Obrzęd światła nawiązuje do rodzinnego zwyczaju zapalania lampy wraz z zapadnięciem zmroku, co dawało poczucie radości i bezpieczeństwa. Światło tej Wigilii ma budzić w chrześcijanach tęsknotę za światłem wiekuistym w niebie. Również dziś obrzęd poświęcenia ognia powinien stworzyć nastrój radości, która towarzyszyć będzie całej celebracji.

Kolejny element Wigilii to błogosławienie ognia. Sens błogosławieństwa ognia wyraża się w pragnieniu, by ogień ziemski zapalał do tęsknoty za nieprzemijającym światłem, niekończącą się światłością. To ogień paschalny inaugurujący nowe stworzenie. Jest to ogień Zmartwychwstałego, symbolizujący dar jego własnej energii, ciepła. Ten ogień tworzy święto.

Następnie kapłan kreśli na paschale znak krzyża (oznacza zbawczą śmierć Chrystusa na krzyżu) i dwie litery alfabetu greckiego (pierwszej i ostatniej) alfa i omega (do Chrystusa należą czasy i wieczność, On jest początkiem i celem wszystkiego).

W paschale umieszcza się także 5 symbolicznych gwoździ (symbol zbawczych ran Chrystusa, które zachował w swym zmartwychwstałym ciele), a nie używanych czasami kulek z wosku (tak mówi Mszał dla diecezji polskich).

Następnie kapłan zapala paschał płomieniem wziętym z nowego ognia, mówiąc: „Niech światło Chrystusa chwalebnie zmartwychwstałego rozproszy ciemności naszych serc i umysłów”. Coroczny obchód świąt paschalnych ma nam pomóc w zmaganiu się światła z ciemnością w naszych sercach i umysłach.

Po zapaleniu paschału diakon (lub celebrans) niesie go w kie­runku ołtarza, za nim postępuje w procesji lud. W świątyni panuje ciemność. Świeci się jedynie światło paschału. Od tego światła zapala się świece celebransa, duchowieństwa, ministran­tów i ludu.

▸ Ćwiczenia
A: Przepisz część fragmentu o obrzędzie światła, która zaczyna się od słów „Następnie kapłan zapala”, a kończy na „ministran­tów i ludu.”, zastępując w niej „diakon” słowem „kapłan”.
B: Streść fragment o obrzędzie światła w dwóch zdaniach.
Rekordy zamieszczone niżej nie mają związku z fragmentem o obrzędzie światła.

▸ Wyświetlane informacje
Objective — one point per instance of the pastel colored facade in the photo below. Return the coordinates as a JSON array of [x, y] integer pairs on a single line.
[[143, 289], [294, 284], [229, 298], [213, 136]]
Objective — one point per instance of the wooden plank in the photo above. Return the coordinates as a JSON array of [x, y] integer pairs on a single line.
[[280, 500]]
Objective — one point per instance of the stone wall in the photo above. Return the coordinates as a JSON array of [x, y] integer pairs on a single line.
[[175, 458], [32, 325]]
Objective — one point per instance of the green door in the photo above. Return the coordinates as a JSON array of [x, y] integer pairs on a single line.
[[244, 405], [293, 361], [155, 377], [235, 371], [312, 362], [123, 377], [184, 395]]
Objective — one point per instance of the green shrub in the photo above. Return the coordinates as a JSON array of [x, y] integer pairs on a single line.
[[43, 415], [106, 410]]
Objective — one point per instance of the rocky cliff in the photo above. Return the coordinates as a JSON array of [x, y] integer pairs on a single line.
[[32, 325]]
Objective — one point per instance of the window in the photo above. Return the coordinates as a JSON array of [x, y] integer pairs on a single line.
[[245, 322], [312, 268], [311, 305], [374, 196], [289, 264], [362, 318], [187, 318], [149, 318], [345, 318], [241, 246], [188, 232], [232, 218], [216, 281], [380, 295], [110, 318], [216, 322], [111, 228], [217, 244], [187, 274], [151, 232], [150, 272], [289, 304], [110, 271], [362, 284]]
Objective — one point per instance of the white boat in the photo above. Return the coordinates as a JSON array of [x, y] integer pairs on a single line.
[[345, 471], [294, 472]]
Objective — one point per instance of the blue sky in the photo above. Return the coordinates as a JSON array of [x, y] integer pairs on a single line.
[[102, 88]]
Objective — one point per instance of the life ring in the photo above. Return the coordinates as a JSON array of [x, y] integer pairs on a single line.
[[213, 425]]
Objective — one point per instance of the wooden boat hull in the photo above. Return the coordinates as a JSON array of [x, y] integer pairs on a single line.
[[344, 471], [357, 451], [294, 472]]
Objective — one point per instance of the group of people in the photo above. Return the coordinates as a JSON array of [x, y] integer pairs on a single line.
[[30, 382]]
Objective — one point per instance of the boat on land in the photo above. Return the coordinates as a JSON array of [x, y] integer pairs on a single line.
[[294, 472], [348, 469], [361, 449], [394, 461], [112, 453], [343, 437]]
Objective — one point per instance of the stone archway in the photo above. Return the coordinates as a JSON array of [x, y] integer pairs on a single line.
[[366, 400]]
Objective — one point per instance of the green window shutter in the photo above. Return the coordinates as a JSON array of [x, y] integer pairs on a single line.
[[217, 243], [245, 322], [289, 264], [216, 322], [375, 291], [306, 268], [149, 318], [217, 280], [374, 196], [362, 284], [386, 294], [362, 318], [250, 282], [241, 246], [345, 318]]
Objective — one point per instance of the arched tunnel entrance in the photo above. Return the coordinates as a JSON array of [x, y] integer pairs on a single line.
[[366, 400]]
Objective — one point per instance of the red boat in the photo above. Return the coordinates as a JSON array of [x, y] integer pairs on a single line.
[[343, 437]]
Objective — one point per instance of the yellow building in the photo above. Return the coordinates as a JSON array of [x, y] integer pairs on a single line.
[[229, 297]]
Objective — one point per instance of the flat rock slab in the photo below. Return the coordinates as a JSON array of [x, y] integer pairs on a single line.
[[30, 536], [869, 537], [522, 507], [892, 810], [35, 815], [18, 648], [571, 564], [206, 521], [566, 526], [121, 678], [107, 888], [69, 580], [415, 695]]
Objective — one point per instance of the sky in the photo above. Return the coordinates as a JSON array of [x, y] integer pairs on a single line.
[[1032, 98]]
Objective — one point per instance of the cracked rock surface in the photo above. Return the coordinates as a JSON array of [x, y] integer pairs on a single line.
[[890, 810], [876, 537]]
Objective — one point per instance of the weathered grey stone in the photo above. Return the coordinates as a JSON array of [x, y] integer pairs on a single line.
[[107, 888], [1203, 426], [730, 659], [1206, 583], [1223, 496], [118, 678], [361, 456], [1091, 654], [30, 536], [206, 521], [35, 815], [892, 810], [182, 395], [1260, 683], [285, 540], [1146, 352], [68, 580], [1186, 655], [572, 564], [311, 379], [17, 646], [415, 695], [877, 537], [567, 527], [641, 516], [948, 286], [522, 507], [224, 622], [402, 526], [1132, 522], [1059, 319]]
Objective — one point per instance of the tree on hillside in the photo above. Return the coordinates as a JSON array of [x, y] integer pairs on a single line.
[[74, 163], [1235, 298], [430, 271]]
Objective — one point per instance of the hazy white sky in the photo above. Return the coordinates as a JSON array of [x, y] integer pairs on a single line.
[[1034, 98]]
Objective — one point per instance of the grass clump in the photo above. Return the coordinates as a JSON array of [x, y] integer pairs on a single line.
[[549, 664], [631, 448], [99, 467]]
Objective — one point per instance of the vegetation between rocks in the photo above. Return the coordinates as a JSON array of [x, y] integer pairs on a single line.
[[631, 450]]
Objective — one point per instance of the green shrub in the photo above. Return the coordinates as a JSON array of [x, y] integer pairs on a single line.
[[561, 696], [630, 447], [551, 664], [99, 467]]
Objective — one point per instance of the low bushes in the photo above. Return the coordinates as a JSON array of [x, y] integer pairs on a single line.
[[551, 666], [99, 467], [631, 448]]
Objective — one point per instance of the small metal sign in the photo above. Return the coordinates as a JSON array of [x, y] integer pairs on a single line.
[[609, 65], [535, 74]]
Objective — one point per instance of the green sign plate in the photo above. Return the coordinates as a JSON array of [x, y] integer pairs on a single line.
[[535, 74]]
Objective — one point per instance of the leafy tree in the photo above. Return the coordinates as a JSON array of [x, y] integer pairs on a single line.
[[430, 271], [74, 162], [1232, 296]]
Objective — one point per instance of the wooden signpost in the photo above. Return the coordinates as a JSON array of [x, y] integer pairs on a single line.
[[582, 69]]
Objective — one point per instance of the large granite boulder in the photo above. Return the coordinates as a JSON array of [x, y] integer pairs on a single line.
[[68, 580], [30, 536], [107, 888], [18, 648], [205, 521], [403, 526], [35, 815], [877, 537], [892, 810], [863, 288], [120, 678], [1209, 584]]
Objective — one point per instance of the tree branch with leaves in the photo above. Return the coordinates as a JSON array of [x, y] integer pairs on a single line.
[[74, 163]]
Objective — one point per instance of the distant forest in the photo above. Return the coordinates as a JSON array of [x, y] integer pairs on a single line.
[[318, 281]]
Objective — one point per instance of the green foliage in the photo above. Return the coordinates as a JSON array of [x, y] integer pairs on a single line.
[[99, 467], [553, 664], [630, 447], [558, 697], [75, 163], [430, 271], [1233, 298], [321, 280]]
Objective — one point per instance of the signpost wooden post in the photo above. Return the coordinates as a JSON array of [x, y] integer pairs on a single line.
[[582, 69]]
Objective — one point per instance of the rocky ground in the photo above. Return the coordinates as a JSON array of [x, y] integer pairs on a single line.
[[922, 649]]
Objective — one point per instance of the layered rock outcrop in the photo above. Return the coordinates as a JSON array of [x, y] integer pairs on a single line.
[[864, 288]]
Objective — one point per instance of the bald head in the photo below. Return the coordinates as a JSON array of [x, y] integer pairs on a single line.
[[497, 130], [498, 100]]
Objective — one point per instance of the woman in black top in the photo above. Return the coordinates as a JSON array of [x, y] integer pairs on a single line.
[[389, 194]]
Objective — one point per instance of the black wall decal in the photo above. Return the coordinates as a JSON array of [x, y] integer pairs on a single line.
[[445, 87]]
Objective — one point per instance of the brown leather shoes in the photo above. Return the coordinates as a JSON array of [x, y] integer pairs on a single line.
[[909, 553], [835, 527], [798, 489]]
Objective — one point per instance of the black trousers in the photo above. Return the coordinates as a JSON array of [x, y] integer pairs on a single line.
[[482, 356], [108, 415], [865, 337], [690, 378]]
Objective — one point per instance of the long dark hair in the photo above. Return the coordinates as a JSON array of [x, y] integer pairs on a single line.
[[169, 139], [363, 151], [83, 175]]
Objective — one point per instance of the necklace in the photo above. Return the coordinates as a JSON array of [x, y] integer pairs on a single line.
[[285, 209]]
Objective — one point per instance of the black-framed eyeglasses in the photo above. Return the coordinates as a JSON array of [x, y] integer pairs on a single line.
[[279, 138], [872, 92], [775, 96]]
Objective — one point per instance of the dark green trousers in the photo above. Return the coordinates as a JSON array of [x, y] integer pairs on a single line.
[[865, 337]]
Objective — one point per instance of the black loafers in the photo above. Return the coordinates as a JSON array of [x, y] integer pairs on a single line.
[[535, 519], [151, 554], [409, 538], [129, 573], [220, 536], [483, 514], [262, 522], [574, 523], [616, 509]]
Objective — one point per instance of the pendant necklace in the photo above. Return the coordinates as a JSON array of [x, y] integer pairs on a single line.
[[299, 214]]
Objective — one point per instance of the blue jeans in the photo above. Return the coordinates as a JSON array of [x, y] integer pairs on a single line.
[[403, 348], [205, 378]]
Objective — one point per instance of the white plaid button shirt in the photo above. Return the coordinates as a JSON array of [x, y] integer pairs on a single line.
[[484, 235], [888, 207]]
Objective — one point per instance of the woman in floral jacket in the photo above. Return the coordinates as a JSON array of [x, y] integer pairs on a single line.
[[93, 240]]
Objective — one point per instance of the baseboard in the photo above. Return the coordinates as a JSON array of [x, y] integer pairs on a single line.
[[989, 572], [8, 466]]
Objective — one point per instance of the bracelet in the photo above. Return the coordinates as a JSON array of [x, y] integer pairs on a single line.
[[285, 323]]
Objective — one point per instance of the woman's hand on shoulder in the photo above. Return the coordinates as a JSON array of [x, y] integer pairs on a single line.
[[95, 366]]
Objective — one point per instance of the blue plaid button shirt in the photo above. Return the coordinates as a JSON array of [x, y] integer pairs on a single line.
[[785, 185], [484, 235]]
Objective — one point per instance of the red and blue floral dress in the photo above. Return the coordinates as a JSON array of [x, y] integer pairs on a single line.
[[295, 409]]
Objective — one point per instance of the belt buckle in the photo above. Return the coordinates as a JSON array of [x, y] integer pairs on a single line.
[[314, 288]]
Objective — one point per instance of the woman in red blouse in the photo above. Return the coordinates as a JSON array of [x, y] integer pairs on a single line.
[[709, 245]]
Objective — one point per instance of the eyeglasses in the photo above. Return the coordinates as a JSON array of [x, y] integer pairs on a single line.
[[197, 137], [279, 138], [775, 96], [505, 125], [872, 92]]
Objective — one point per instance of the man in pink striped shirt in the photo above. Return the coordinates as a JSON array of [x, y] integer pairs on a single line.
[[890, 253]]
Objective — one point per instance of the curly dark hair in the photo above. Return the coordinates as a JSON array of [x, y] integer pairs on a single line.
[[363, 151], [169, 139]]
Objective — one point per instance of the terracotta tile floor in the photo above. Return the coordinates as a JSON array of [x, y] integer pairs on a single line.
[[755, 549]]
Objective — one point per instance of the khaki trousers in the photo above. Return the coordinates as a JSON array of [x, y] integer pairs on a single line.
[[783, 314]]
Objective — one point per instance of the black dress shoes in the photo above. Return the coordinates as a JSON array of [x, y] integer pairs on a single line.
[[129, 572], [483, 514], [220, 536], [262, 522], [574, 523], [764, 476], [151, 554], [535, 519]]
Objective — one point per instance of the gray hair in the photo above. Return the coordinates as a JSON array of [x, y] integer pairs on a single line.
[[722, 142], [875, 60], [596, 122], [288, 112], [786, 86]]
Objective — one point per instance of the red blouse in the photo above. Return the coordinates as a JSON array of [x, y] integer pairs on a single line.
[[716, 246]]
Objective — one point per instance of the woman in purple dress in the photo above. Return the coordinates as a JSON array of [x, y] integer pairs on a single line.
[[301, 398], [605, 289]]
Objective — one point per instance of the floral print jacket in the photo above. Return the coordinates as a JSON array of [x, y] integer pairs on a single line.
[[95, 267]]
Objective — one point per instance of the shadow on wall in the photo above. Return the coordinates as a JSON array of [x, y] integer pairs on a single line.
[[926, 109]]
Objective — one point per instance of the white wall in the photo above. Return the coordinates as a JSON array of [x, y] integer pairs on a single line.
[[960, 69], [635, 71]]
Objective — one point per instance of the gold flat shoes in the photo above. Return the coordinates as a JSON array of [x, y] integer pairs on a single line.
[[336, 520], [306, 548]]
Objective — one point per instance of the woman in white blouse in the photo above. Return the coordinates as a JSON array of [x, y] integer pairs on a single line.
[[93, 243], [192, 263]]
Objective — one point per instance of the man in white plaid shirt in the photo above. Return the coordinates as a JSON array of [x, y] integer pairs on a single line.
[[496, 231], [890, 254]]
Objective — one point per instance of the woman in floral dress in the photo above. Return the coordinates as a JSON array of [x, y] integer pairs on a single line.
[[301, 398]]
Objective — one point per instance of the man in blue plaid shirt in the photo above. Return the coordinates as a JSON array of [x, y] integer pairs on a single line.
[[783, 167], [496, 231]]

▸ Wykonane ćwiczenia
A:
Następnie kapłan zapala paschał płomieniem wziętym z nowego ognia, mówiąc: „Niech światło Chrystusa chwalebnie zmartwychwstałego rozproszy ciemności naszych serc i umysłów”. Coroczny obchód świąt paschalnych ma nam pomóc w zmaganiu się światła z ciemnością w naszych sercach i umysłach.

Po zapaleniu paschału kapłan (lub celebrans) niesie go w kie­runku ołtarza, za nim postępuje w procesji lud. W świątyni panuje ciemność. Świeci się jedynie światło paschału. Od tego światła zapala się świece celebransa, duchowieństwa, ministran­tów i ludu.

B: Podczas Wigilii błogosławi się ogień, a na paschale kreśli się znak krzyża oraz litery alfa i omega, umieszcza w nim pięć gwoździ i zapala go płomieniem wziętym z nowego ognia. Diakon lub celebrans niesie zapalony paschał w procesji do ołtarza w ciemnej świątyni, a od jego światła zapala się świece celebransa, duchowieństwa, ministrantów i ludu.